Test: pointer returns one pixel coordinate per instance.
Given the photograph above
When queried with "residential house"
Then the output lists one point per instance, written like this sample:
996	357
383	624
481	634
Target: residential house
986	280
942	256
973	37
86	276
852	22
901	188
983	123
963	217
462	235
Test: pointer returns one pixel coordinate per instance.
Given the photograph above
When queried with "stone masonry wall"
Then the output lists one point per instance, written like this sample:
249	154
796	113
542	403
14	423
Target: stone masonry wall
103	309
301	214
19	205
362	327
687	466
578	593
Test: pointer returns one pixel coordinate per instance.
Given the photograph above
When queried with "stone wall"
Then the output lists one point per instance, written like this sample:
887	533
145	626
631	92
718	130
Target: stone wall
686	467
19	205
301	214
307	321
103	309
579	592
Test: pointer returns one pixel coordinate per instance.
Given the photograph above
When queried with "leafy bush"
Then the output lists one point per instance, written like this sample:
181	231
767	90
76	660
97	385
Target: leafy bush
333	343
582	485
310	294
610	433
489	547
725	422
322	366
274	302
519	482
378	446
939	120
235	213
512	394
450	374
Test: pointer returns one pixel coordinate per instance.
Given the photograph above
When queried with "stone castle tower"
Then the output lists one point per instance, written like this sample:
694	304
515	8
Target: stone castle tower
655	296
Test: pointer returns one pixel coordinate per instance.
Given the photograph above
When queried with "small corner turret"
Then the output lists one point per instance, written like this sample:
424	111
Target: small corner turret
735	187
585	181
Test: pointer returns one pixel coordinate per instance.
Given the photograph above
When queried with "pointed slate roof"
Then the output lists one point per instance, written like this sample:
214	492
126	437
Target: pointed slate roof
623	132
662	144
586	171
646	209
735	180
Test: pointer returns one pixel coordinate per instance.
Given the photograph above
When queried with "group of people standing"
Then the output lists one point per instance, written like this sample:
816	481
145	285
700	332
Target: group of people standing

TASK DESCRIPTION: Print out the whole listing exactly as it appears.

OUTPUT OF THE EXERCISE:
Test: pointer returns one pixel coordinate per instance.
Given the photograph above
When queried with "residential house"
Then the output lists one point per instance, written like this sample:
996	357
383	624
481	634
Target: residential house
986	280
942	256
973	37
86	276
852	22
901	188
983	123
963	217
462	235
Test: pointer returns one pixel coordinate per instance.
Given the photograph above
When queried with "stone masonry wall"
Then the output lists one point per instance, written like this sample:
249	154
796	113
542	403
14	423
Target: stone masonry wall
103	309
301	214
19	205
362	327
687	466
578	593
Test: pointer returns one pixel coordinate per instance.
Given the photograph above
When queried with "stone wall"
Then the output lists one point per instance, written like this sample:
887	533
145	626
631	92
718	130
Target: stone wall
686	467
19	205
301	214
307	321
103	309
579	592
Test: pointer returns one pixel coordinate per instance.
Given the photograph above
When queried with "leafy bush"
Then the output lists one point per instance, written like this sample:
181	231
767	90
76	660
97	385
Target: leafy bush
333	343
582	485
310	294
610	433
489	547
725	422
322	366
274	302
519	482
378	446
939	120
235	213
512	394
450	374
Test: pointer returns one pixel coordinate per instance.
Given the photograph above
When queried with "stone castle tower"
Then the output lists one point per instance, written like this sample:
694	304
515	8
Target: stone castle tower
655	296
Test: pointer returns one pixel coordinate per instance.
Given the photograph above
When queried with "small corner turret"
Then the output lists one point per instance, written like this sample:
424	111
Target: small corner turret
735	187
585	181
Test: pointer returns one pixel coordinate per instance.
Given the photograph above
When queried with "pointed slate roof"
Then the output lists one point per instance, written like this sample:
214	492
126	437
Target: pointed slate roof
623	132
662	144
586	171
646	209
735	180
Test: pointer returns one pixel coordinate per instance.
Given the photograph above
When queried with "group of people standing"
Then the output lists one point per instance, written like this sample:
816	481
145	285
700	332
Target: group of people standing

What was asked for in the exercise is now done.